Exercise set:
(a) According to the article on graduate salaries, what median salary did the class of 2014 reach?
(b) Pick up the article on graduate salaries after its last sentence and keep it going.
--- Text under study Enclosed Below ---
The class of 2014 enjoys a higher median salary than earlier cohorts, the latest graduate employment survey shows.
Findings released yesterday showed that its median salary levels rose to a high of $3,200, up from $3,050 for the class of 2013, further widening the pay gap between diploma holders and degree holders.
The employment rate of degree holders also remained high, with close to nine in 10 finding jobs within six months of graduation.
In comparison, a survey of fresh polytechnic graduates released last month showed that their median monthly salary stayed at $2,000.
The latest survey comes even as the Government opens up more options to encourage school leavers to go for work and study schemes.
Recruiters say the high employment rates and pay levels were likely a result of a tight labour market and curbs on foreign labour, and that it was important still to encourage the development of skills.
A total of 10,126 out of 13,656 graduates from the National University of Singapore (NUS), Nanyang Technological University (NTU) and Singapore Management University (SMU) responded to the survey.
NUS reported higher pay for fresh graduates from 22 courses, including arts and social sciences, business and engineering.
Computing graduates last year enjoyed a median gross monthly of $3,500, $495 higher than those in the class of 2013.
--- End of Enclosed Text under study ---
--- Material provided Enclosed Below ---
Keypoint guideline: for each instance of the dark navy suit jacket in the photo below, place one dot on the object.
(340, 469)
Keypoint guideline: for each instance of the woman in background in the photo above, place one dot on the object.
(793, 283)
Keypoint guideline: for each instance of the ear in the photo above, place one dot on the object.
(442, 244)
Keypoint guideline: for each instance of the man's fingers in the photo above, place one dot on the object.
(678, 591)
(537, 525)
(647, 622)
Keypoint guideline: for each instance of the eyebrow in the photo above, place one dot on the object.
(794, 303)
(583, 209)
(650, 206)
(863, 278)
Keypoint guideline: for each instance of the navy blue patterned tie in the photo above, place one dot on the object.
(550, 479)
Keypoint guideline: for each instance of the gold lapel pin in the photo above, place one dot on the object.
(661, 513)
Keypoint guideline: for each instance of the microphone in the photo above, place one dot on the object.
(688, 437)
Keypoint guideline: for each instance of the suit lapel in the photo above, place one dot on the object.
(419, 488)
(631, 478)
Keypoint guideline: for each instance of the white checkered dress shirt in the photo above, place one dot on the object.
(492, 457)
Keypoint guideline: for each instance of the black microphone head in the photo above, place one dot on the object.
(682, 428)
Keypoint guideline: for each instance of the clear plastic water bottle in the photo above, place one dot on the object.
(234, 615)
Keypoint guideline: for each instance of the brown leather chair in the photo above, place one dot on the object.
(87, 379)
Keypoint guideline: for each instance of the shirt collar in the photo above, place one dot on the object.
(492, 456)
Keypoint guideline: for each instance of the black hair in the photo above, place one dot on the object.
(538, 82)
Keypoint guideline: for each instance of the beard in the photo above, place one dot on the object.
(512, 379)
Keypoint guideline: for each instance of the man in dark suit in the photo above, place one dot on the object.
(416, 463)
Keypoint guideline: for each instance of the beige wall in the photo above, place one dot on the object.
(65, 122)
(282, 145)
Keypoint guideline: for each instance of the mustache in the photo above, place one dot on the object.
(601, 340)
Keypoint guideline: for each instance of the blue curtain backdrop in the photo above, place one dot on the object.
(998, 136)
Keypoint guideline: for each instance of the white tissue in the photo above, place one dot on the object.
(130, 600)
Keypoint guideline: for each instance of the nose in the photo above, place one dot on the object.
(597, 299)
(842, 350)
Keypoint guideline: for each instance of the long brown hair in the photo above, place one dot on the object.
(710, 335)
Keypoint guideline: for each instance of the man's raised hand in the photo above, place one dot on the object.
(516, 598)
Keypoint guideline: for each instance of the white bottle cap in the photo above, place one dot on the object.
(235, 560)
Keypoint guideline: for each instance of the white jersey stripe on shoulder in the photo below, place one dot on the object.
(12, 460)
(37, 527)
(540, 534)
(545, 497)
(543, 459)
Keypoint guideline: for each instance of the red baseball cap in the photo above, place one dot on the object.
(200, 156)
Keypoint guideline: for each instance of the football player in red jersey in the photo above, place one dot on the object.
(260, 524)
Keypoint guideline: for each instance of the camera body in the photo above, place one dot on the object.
--- End of Enclosed Material provided ---
Results by task:
(a) $3,200

(b)
NTU said the median gross monthly salary of all its graduates grew by 4.9 per cent to $3,200 last year, compared with $3,050 in 2013.
The top earners were from accountancy and business, aerospace engineering and computer engineering.
SMU said the mean gross monthly salary of SMU graduates in full-time permanent jobs hit a record $3,592 last year, an increase over $3,455 in the previous year.
The top 20 per cent of wage earners commanded a mean gross monthly salary of $5,441.
SMU also highlighted how more than one in five of its graduates landed full-time jobs through internships, which are compulsory for undergraduates.
Mr David Leong, managing director of PeopleWorldwide Consulting, agreed that the local universities do a good job in preparing their graduates for the workforce.
But he also attributed the higher salaries and good job rates to the tight labour market and curbs on the hiring of foreigners.
He stressed that the Government's push for skills is still the way to go.
"We have been lucky to have seen good growth. But once there's a slowdown you will not see such job rates or salary increases. That's when having good skills will count," he said.
While the Government has come up with attractive work-study schemes, such as the Earn and Learn scheme for Institute of Technical Education and polytechnic graduates, he said it would be hard to persuade those eligible for university to go on the scheme. This is because of the widening pay disparity between polytechnic graduates and degree holders.
"Hopefully in the years to come, we can show good outcomes for those going on the Earn and Learn scheme, perhaps even overtaking those who went straight to university," he added.
The three universities also had a separate survey of 638 graduates from architecture, biomedical science (traditional Chinese medicine), law, medicine and pharmacy courses, who had to spend a year or more on practical training before starting work proper.
The overall employment rate of this group, most of whom completed their studies two years ago, was 98.9 per cent. The median gross monthly pay for those in full-time jobs was $4,800, up from $4,500 in 2013.